**Task data**
· · · · · · ·
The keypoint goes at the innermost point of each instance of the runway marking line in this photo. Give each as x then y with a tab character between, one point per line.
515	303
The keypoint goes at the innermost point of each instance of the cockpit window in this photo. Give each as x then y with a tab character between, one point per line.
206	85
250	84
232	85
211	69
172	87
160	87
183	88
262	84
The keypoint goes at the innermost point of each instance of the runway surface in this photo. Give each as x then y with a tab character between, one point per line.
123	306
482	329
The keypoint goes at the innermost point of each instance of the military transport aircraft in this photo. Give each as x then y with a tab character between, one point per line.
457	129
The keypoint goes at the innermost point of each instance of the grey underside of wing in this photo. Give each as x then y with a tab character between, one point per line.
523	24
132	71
· · · · · · ·
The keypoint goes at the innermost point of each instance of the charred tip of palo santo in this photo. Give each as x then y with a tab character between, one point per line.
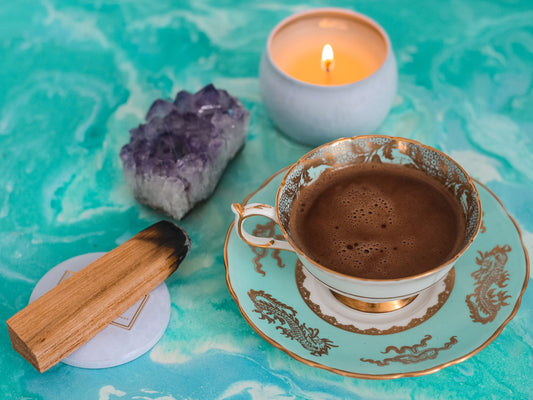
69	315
· · · · · · ·
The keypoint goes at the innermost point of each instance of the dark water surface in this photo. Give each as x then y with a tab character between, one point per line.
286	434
· · · · · · ·
**Given task**
Please list every line in the rows above that contains the string "runway", treating uppercase and lowercase as different.

**Written reply**
The keypoint goes at the innermost point of each instance of the runway marking line in this photo. Give each as x then y with a tab character between, one point per line.
The keypoint goes at the innermost point of each instance of the runway surface in this photo. Give each as x then y with a tab character between, one point per line.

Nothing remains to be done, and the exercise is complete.